**Requirements:**
Please list every line below that contains the word "chair", copying each such line in full.

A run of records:
******************************
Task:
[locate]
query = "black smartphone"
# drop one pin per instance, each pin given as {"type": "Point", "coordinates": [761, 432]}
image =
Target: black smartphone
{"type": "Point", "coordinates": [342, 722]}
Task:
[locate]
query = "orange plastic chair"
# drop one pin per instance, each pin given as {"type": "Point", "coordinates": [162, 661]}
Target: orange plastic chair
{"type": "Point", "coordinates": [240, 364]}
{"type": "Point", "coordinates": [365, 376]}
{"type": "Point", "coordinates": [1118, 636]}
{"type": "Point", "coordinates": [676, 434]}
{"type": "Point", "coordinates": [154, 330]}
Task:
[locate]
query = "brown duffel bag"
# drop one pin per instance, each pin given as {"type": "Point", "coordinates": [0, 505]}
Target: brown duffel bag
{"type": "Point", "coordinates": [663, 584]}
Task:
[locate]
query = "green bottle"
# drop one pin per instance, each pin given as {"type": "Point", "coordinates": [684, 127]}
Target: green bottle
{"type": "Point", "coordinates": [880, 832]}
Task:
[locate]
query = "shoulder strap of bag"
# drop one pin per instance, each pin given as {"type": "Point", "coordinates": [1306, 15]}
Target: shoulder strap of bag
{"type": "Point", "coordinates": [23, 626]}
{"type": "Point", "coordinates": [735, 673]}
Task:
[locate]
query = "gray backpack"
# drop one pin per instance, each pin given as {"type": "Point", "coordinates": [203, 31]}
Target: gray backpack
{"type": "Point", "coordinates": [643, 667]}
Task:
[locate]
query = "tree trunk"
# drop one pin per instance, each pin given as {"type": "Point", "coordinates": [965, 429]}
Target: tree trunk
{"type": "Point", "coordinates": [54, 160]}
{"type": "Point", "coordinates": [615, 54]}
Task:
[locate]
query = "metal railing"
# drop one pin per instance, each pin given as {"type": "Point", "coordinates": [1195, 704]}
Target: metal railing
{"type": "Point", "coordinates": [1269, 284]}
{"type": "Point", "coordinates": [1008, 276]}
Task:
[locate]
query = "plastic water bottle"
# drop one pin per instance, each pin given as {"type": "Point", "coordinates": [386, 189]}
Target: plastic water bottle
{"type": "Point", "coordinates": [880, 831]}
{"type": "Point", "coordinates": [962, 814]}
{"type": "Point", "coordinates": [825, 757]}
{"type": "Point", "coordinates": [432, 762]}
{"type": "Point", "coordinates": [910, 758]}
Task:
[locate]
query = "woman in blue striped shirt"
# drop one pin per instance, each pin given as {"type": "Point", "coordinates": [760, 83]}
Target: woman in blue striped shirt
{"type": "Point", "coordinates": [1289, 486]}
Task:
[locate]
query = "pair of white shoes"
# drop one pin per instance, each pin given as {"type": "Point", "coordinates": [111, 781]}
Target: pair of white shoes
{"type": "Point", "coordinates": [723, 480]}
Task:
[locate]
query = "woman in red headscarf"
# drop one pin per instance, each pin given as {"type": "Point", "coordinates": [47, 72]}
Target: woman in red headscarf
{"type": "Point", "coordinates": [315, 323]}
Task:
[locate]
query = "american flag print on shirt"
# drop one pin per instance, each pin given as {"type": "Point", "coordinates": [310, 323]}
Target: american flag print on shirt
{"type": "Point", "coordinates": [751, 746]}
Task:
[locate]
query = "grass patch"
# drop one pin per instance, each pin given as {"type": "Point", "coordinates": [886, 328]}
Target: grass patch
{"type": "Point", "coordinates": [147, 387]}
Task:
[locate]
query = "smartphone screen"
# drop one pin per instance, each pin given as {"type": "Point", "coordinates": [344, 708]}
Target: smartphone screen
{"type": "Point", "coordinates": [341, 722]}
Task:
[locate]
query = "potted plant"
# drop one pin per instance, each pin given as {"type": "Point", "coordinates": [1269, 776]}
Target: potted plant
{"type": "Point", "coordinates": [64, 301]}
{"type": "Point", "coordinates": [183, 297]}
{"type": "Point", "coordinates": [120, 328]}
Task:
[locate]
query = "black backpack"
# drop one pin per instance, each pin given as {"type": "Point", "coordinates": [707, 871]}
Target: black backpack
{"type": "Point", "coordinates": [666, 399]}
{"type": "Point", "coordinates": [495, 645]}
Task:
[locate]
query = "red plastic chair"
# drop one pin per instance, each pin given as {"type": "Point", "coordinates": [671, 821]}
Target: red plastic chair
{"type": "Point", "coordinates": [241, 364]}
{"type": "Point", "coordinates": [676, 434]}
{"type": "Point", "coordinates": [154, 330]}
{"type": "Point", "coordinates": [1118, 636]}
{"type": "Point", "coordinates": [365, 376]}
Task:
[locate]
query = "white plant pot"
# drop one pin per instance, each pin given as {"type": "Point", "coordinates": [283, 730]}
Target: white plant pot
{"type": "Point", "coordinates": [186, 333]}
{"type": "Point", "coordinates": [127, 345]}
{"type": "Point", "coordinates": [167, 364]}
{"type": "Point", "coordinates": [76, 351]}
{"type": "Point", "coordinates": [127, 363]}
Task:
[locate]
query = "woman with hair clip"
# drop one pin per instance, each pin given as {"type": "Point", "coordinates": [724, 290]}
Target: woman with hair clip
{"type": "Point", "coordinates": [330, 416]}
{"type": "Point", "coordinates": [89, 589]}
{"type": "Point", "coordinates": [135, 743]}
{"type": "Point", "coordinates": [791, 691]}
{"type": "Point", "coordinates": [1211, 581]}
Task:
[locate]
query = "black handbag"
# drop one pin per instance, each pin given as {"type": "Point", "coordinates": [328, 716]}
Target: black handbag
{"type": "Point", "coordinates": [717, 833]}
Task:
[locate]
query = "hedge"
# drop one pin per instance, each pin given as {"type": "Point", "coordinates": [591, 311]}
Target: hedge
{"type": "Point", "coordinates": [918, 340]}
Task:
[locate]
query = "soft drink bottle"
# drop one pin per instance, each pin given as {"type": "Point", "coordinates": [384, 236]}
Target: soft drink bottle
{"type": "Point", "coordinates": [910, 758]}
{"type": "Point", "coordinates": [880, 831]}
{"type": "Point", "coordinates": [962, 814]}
******************************
**Written reply:**
query = "orange plastic chair"
Target: orange plastic chair
query = "red plastic chair"
Target: red plastic chair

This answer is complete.